─── Material for this task

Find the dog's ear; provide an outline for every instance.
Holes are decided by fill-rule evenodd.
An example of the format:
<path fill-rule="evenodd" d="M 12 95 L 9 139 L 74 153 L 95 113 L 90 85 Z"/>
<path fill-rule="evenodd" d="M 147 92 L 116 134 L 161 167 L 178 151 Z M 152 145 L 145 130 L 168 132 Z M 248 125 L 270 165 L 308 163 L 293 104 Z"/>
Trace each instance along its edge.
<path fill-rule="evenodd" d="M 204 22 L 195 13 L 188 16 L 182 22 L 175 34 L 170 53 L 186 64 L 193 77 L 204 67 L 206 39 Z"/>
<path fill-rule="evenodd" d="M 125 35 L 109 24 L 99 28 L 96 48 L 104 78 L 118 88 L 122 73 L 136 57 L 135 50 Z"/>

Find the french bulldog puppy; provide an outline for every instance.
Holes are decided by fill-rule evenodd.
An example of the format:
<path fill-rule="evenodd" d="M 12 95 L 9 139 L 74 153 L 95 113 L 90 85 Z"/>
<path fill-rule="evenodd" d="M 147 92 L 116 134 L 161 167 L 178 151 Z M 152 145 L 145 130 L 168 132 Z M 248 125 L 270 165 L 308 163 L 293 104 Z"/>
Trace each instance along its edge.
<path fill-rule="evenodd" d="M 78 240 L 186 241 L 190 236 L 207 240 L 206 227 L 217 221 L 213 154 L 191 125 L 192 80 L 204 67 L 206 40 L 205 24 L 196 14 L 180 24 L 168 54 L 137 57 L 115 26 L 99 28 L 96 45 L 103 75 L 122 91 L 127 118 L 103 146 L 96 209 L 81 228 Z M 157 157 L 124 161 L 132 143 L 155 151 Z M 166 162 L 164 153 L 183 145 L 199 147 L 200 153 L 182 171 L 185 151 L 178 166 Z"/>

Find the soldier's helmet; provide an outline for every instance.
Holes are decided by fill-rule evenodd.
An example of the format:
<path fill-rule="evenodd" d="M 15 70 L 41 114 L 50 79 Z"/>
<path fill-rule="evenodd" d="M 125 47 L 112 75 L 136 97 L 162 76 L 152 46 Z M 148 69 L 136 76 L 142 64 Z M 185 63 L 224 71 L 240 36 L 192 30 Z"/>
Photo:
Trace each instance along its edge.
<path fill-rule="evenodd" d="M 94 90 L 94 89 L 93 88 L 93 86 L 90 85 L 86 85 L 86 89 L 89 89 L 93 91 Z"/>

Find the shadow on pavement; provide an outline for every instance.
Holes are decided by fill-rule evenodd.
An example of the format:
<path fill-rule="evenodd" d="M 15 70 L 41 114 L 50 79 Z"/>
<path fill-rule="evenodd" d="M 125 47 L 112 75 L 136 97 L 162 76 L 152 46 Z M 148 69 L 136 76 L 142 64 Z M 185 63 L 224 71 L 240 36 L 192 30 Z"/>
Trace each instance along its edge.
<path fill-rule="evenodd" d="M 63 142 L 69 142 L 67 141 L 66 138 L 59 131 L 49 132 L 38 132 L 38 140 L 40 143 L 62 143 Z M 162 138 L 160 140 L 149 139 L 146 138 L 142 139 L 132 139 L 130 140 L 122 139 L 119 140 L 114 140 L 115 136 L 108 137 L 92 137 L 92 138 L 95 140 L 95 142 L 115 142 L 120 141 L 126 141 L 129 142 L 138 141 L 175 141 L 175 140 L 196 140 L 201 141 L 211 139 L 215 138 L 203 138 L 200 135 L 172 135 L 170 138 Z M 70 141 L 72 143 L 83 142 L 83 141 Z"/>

──────

Reproduce all of the material above verbatim, keeping every line and character unchanged.

Find the dog's ear; provide an outline for every instance.
Holes are decided by fill-rule evenodd.
An example of the format:
<path fill-rule="evenodd" d="M 12 95 L 9 139 L 74 153 L 95 113 L 90 85 Z"/>
<path fill-rule="evenodd" d="M 147 92 L 116 134 L 161 167 L 178 151 Z M 152 145 L 145 130 L 168 132 Z M 248 125 L 270 165 L 308 163 L 293 104 Z"/>
Trace each instance along its edge.
<path fill-rule="evenodd" d="M 204 22 L 195 13 L 188 16 L 182 22 L 175 34 L 170 53 L 186 64 L 193 77 L 204 67 L 206 39 Z"/>
<path fill-rule="evenodd" d="M 125 35 L 109 24 L 99 28 L 96 48 L 104 78 L 118 88 L 122 73 L 136 57 L 135 50 Z"/>

Find the french bulldog puppy; provide an outline for every instance.
Holes are decided by fill-rule evenodd.
An example of the format:
<path fill-rule="evenodd" d="M 12 95 L 9 139 L 74 153 L 95 113 L 90 85 Z"/>
<path fill-rule="evenodd" d="M 147 92 L 116 134 L 161 167 L 178 151 Z M 152 145 L 145 130 L 168 132 Z M 248 125 L 270 165 L 308 163 L 293 104 Z"/>
Trace each instance along its edge.
<path fill-rule="evenodd" d="M 78 240 L 186 241 L 190 236 L 207 240 L 206 227 L 217 221 L 213 154 L 191 125 L 192 80 L 204 67 L 206 40 L 205 24 L 196 14 L 180 24 L 168 54 L 137 57 L 115 26 L 99 28 L 96 45 L 103 75 L 122 91 L 127 118 L 103 146 L 96 209 L 81 228 Z M 157 157 L 124 161 L 132 143 L 155 151 Z M 166 162 L 164 153 L 183 145 L 199 147 L 200 153 L 182 171 L 185 151 L 178 166 Z"/>

Find the soldier's helmet; provide an outline for every instance.
Holes are decided by fill-rule evenodd.
An example of the format:
<path fill-rule="evenodd" d="M 15 70 L 41 114 L 50 79 Z"/>
<path fill-rule="evenodd" d="M 125 47 L 112 75 L 136 97 L 162 76 L 152 46 Z M 148 69 L 136 76 L 142 64 Z M 185 63 L 224 71 L 240 36 L 192 30 Z"/>
Photo:
Trace each instance along its edge.
<path fill-rule="evenodd" d="M 94 90 L 94 89 L 93 88 L 93 86 L 90 85 L 86 85 L 86 89 L 89 89 L 93 91 Z"/>

Find the shadow on pavement; provide an outline for every instance.
Holes are decided by fill-rule evenodd.
An example of the format:
<path fill-rule="evenodd" d="M 15 70 L 41 114 L 50 79 Z"/>
<path fill-rule="evenodd" d="M 125 47 L 112 75 L 136 97 L 162 76 L 152 46 Z M 148 69 L 136 76 L 142 64 Z M 185 63 L 224 71 L 240 36 L 192 30 Z"/>
Trace each instance along its edge.
<path fill-rule="evenodd" d="M 63 142 L 69 142 L 67 141 L 66 138 L 59 131 L 49 132 L 38 132 L 38 140 L 40 143 L 62 143 Z M 162 138 L 160 140 L 149 139 L 146 138 L 142 139 L 132 139 L 130 140 L 122 139 L 119 140 L 114 140 L 115 136 L 108 137 L 92 137 L 92 138 L 95 140 L 95 142 L 115 142 L 120 141 L 126 141 L 129 142 L 138 141 L 175 141 L 175 140 L 196 140 L 201 141 L 211 139 L 215 138 L 203 138 L 200 135 L 172 135 L 170 138 Z M 70 141 L 72 143 L 83 142 L 83 141 Z"/>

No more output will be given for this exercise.